:: Short task ::
Return the material below word for word, starting at its first line and ending after the line containing "96 259 161 292".

:: Supplied material ::
※ ※ ※

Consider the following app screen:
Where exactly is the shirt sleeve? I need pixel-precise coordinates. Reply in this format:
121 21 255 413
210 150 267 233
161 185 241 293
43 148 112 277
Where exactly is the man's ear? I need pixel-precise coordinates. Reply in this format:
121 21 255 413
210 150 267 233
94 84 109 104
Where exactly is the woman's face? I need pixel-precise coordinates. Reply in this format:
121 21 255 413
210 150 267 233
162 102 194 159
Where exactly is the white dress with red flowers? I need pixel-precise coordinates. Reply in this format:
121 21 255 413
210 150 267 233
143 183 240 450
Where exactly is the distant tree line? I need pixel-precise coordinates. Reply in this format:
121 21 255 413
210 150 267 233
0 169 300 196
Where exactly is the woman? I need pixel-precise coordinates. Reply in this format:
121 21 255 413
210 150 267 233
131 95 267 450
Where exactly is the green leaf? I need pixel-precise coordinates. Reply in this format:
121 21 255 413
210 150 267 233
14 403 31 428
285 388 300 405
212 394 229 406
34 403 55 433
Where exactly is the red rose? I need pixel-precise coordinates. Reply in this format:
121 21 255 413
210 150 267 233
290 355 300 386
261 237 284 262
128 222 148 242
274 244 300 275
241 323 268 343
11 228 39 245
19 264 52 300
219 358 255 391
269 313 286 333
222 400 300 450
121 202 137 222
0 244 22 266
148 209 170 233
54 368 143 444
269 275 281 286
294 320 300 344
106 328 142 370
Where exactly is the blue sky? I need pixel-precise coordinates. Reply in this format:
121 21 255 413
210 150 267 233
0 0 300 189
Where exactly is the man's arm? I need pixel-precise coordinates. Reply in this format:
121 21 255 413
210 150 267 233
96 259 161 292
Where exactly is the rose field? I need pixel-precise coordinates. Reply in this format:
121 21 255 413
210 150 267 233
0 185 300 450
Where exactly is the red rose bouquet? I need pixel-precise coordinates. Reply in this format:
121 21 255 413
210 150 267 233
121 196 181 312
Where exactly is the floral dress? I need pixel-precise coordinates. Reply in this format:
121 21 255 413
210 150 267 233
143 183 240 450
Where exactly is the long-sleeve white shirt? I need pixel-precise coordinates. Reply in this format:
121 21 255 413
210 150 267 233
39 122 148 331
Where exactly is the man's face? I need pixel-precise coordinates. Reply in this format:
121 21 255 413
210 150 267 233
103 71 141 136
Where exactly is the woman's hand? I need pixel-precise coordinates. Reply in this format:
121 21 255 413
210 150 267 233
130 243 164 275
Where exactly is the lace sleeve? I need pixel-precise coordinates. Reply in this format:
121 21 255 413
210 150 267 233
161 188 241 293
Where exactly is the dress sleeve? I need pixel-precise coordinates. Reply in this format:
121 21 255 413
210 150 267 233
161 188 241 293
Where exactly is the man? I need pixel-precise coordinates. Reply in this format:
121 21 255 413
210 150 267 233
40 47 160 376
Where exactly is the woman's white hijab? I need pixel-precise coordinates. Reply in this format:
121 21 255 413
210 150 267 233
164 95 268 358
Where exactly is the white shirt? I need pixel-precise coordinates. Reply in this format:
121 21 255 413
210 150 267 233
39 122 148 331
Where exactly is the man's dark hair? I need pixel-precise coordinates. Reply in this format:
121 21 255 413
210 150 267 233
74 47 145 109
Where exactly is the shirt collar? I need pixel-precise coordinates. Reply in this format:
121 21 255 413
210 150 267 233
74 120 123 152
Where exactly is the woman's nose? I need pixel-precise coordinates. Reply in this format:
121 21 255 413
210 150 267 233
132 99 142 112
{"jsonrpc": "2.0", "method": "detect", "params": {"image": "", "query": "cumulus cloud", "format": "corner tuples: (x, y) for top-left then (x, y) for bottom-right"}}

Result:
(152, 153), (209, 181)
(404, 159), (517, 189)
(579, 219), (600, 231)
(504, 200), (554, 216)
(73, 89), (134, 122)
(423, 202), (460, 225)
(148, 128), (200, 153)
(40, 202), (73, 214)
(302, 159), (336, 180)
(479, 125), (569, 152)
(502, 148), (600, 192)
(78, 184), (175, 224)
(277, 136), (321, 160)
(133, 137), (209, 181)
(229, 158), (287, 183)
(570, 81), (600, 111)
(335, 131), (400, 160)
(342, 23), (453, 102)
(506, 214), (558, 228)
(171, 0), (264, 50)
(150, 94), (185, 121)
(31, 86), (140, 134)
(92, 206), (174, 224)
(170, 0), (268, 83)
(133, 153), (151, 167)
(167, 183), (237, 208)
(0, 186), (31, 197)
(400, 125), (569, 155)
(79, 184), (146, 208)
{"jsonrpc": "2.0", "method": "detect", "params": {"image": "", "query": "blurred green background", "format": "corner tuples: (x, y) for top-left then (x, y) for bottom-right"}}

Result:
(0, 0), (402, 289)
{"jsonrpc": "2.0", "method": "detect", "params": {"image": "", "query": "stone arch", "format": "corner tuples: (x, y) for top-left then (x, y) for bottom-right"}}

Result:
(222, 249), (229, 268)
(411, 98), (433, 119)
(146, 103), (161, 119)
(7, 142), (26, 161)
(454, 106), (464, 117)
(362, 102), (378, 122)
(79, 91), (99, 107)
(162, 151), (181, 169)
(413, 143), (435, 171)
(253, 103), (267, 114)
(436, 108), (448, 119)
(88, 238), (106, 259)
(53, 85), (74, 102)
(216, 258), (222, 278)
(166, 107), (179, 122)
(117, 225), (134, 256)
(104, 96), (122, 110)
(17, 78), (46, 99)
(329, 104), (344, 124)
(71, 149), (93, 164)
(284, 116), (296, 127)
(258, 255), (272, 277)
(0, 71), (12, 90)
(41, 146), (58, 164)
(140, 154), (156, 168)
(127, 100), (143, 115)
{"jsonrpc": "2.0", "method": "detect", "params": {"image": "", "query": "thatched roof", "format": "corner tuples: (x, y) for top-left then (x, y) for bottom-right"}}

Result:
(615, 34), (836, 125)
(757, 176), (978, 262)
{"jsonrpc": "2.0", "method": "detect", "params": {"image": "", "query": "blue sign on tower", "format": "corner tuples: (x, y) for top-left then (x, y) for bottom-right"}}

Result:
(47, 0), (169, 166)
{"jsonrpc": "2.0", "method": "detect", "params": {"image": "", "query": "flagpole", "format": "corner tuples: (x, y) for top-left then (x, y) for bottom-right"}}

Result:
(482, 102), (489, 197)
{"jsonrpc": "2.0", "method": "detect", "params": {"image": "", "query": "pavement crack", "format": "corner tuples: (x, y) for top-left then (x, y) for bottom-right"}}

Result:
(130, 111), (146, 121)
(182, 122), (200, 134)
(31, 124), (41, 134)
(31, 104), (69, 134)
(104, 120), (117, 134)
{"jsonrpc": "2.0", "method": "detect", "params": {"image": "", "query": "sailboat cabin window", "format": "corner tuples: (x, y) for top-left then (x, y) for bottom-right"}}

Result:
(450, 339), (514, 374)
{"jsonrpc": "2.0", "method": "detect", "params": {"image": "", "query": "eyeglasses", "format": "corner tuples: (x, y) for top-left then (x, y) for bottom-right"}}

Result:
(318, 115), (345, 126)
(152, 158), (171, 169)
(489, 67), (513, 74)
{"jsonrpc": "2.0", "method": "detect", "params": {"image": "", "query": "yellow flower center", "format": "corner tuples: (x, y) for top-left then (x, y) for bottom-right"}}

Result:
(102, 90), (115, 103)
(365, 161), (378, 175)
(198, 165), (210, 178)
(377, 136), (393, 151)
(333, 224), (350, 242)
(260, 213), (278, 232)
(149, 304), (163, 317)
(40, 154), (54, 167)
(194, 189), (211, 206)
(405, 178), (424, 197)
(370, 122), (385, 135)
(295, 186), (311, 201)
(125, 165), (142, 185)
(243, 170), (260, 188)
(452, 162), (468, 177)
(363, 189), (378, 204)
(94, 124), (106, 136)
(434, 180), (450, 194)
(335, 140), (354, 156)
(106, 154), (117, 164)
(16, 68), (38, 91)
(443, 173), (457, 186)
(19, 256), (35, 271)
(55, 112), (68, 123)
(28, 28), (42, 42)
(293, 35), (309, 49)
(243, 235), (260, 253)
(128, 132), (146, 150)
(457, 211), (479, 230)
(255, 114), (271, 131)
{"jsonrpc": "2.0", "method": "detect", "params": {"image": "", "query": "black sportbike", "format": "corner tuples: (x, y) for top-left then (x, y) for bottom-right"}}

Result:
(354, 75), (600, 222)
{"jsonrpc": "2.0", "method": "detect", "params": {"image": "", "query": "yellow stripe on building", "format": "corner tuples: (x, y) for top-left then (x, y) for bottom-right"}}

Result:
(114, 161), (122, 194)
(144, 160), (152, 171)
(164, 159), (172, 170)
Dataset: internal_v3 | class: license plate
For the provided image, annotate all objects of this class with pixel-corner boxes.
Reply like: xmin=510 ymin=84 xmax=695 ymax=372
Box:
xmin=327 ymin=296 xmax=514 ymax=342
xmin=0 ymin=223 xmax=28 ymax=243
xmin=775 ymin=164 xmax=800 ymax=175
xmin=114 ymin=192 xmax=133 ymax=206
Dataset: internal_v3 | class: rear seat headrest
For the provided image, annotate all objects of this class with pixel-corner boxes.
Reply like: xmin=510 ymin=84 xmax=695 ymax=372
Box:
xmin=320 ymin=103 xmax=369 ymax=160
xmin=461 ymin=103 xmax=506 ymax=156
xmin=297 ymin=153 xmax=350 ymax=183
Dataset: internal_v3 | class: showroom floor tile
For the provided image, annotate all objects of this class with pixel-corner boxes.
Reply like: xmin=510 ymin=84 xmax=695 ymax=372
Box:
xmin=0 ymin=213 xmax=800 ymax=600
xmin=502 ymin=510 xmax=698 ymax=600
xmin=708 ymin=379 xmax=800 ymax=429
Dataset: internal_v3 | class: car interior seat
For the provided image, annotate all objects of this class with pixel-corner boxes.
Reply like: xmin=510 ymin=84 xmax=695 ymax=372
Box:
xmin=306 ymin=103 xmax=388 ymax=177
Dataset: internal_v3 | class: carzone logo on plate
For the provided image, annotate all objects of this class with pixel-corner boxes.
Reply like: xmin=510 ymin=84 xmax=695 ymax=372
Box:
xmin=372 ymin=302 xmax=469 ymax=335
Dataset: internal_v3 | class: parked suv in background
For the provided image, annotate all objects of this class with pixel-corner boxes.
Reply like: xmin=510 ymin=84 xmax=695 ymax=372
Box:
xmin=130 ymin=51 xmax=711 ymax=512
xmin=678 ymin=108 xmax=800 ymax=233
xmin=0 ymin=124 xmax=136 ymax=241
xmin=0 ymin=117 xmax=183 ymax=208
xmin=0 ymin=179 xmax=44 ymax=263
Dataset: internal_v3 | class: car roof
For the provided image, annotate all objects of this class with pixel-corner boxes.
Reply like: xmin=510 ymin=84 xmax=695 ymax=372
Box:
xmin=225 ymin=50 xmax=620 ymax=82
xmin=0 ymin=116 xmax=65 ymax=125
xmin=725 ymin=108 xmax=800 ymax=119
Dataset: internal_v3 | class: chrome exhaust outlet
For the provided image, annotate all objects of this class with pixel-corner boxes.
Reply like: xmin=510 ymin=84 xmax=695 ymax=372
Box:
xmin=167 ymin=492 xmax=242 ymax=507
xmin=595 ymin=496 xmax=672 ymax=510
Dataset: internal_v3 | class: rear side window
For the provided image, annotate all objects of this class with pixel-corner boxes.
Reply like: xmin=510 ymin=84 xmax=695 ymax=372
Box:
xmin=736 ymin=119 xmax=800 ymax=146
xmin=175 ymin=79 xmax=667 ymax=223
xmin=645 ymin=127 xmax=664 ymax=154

※ ※ ※

:: Solution for this problem ::
Consider the following app screen:
Where exactly is the shirt sleeve? I need pixel-precise coordinates. Reply in this format:
121 21 255 413
210 150 267 233
161 185 241 293
43 148 112 277
Where exactly is the man's ear? I need pixel-precise coordinates. Reply in this format:
121 21 255 413
210 150 267 233
94 84 109 104
Where exactly is the woman's face? I need pixel-precise coordinates. Reply in this format:
121 21 255 413
210 150 267 233
162 102 194 159
Where exactly is the white dress with red flowers? I need pixel-precise coordinates. Reply in this format:
121 21 255 413
210 150 267 233
143 183 240 450
Where exactly is the distant tree line? I need pixel-precise coordinates. Reply in this format:
121 21 255 413
210 150 267 233
0 169 300 196
Where exactly is the woman? I need pixel-precise coordinates. Reply in this format:
121 21 255 413
210 150 267 233
131 95 267 450
Where exactly is the green leaf? I need pixel-precise coordinates. Reply in this format:
121 21 255 413
210 150 267 233
14 403 31 428
285 388 300 405
212 394 229 406
34 403 55 433
Where exactly is the red rose? I need pixel-precise coordinates. Reply in this format:
121 21 255 413
210 150 267 233
290 355 300 386
261 237 284 262
128 222 148 242
274 244 300 275
241 323 268 343
11 228 39 245
19 264 52 300
219 358 255 391
269 313 286 333
222 400 300 450
121 202 137 222
0 244 22 266
148 209 170 233
54 368 143 444
269 275 281 286
294 320 300 344
106 328 142 370
Where exactly is the blue sky? I need pixel-precise coordinates. Reply in this format:
121 21 255 413
210 150 267 233
0 0 300 189
Where exactly is the man's arm? I need pixel-precise coordinates. Reply in this format:
121 21 255 413
210 150 267 233
96 259 161 292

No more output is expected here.